### Directions
In the lens test text, what colors does longitudinal chromatic aberration produce in the foreground and in the background?

### Extracted text
— START —
Quality

Testing: Longitudinal Chromatic Aberration and focus shift

Lenses with focal ratios of f2.8 or larger are often prone to longitudinal color aberrations (loCA, a.k.a. “axial color” or “bokeh CA”). These show up as magenta coloration in the foreground and greenish hues in the background and are not easily corrected in post-processing. The new Tamron has some loCA at f2.8 but not overly so:

Tamron 20mm f2.8 M1:2 Longitudinal Chromatic Aberration (loCA)

Above: 100% crops, f2.8 (top), f4.0 (bottom); left = foreground, right = background

The test also showed no focus shift to speak of at distances of 1m and farther away. For comparison have a look at the Sony FE 20mm f1.8 G shown at f1.8 and f2.8.
— END —
Excerpts from a point labeling dataset
— START —
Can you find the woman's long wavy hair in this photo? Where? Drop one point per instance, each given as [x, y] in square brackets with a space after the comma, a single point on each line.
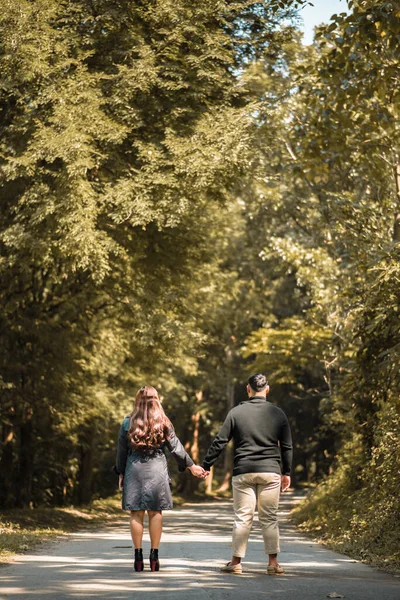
[149, 425]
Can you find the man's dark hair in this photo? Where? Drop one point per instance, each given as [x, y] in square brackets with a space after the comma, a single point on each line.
[258, 382]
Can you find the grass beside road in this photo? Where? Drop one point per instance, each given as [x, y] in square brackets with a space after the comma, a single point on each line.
[23, 529]
[347, 526]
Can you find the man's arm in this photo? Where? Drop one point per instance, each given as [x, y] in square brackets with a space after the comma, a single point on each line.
[219, 443]
[286, 446]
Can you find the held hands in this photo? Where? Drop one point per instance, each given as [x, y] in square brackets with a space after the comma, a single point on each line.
[198, 471]
[285, 482]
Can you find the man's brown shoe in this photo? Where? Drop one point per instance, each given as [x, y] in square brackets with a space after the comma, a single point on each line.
[275, 570]
[234, 569]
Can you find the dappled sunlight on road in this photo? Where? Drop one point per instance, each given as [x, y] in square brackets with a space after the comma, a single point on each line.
[196, 543]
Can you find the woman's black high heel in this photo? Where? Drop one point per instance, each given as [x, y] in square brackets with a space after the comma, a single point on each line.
[139, 564]
[154, 562]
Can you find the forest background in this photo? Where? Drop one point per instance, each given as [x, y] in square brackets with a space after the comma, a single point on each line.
[190, 195]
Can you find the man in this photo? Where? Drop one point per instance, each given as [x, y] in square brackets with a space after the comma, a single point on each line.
[262, 463]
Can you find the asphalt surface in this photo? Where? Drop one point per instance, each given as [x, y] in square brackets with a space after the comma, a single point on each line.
[196, 542]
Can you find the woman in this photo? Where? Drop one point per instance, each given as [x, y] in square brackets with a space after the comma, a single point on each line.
[143, 472]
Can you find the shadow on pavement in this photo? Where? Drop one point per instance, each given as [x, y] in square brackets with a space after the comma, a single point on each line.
[196, 542]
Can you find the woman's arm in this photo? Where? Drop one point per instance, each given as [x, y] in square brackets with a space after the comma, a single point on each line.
[122, 452]
[177, 450]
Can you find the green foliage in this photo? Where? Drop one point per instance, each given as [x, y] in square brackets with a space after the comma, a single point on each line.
[124, 131]
[356, 509]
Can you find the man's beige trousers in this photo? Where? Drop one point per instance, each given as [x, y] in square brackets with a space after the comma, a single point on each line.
[249, 489]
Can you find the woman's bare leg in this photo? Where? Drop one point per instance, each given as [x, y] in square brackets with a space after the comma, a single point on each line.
[137, 517]
[155, 527]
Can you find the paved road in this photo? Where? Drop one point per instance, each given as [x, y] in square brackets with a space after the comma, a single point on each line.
[195, 543]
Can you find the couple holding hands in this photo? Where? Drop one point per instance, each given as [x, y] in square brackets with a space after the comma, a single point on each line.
[262, 463]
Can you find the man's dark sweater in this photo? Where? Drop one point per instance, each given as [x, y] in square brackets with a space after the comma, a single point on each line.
[261, 435]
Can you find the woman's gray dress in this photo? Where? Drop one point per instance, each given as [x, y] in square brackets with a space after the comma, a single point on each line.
[146, 478]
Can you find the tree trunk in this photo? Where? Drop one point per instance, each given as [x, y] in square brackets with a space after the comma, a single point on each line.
[396, 227]
[7, 495]
[85, 476]
[228, 458]
[26, 460]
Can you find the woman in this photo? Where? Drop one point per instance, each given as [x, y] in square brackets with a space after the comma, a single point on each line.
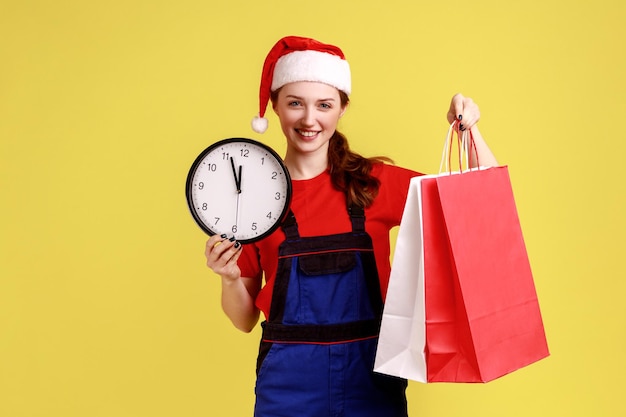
— END —
### Exercise answer
Magenta in the foreground and greenish hues in the background.